## YOUR GOAL
Sort through the data and copy the lines holding the word "person".

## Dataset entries
= = = =
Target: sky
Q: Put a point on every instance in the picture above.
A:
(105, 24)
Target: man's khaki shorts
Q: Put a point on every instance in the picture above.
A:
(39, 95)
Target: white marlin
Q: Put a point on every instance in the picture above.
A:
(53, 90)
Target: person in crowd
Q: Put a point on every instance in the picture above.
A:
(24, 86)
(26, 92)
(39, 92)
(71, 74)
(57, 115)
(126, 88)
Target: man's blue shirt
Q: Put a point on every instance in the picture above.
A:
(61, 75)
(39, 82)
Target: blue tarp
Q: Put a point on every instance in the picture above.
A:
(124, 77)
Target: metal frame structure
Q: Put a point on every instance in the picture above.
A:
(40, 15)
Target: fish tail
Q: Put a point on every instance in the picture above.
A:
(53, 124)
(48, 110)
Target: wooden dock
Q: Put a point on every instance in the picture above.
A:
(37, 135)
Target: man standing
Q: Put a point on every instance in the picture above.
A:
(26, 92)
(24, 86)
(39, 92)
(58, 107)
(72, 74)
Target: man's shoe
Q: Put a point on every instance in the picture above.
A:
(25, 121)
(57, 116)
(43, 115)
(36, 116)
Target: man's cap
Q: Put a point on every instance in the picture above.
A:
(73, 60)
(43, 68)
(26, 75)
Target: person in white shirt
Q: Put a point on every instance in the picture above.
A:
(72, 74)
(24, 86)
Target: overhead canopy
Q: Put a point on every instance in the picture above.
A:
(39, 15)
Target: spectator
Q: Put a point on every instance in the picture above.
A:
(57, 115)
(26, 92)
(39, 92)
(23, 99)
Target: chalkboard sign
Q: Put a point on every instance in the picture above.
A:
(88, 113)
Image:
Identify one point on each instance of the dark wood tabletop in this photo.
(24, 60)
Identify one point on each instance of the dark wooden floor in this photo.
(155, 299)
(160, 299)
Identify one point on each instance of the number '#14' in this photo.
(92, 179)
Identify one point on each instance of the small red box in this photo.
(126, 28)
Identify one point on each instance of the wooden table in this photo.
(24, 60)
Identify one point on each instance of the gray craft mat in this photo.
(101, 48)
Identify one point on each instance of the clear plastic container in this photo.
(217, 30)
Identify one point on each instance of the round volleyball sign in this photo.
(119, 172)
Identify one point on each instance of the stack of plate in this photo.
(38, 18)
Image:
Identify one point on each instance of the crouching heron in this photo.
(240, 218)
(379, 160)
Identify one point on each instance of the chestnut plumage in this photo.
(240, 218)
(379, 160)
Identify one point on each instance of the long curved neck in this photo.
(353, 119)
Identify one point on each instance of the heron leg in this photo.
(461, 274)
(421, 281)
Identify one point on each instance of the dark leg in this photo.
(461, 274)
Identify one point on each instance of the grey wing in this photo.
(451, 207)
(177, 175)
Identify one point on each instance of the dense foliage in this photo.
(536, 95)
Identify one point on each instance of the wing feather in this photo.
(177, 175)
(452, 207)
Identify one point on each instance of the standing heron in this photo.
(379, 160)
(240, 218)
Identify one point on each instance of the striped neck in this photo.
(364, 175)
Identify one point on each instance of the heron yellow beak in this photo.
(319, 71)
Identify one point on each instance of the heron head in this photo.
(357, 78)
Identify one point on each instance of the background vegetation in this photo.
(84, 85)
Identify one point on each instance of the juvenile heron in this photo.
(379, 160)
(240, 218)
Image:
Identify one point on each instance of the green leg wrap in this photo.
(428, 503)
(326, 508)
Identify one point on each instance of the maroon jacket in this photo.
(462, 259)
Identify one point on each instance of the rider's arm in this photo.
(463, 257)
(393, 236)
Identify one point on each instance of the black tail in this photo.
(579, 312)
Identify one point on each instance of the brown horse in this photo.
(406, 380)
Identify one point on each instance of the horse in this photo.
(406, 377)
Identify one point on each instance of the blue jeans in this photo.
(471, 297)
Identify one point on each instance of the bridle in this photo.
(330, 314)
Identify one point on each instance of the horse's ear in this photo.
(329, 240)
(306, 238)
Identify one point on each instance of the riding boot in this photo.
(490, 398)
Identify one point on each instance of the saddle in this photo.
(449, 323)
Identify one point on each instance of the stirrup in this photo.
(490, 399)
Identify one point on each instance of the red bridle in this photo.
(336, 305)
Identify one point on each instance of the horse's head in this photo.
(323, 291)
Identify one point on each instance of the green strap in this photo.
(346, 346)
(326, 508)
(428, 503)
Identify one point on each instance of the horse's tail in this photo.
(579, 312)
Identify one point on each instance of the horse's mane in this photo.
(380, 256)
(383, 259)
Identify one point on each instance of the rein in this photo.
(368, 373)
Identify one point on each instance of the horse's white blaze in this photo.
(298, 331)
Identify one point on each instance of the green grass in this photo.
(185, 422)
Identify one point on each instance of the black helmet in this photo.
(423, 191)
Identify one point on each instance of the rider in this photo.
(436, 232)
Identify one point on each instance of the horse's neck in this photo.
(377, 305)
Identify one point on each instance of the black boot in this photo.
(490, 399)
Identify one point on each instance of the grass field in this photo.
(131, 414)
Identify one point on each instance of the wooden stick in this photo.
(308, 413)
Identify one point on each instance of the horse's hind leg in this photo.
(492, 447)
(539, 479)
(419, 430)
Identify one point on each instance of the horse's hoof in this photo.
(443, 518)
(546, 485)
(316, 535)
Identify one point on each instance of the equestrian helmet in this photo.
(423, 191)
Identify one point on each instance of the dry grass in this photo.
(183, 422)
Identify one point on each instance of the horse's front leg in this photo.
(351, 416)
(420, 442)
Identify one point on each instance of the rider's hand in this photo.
= = = =
## ANSWER
Target: person in crowd
Target: person in white shirt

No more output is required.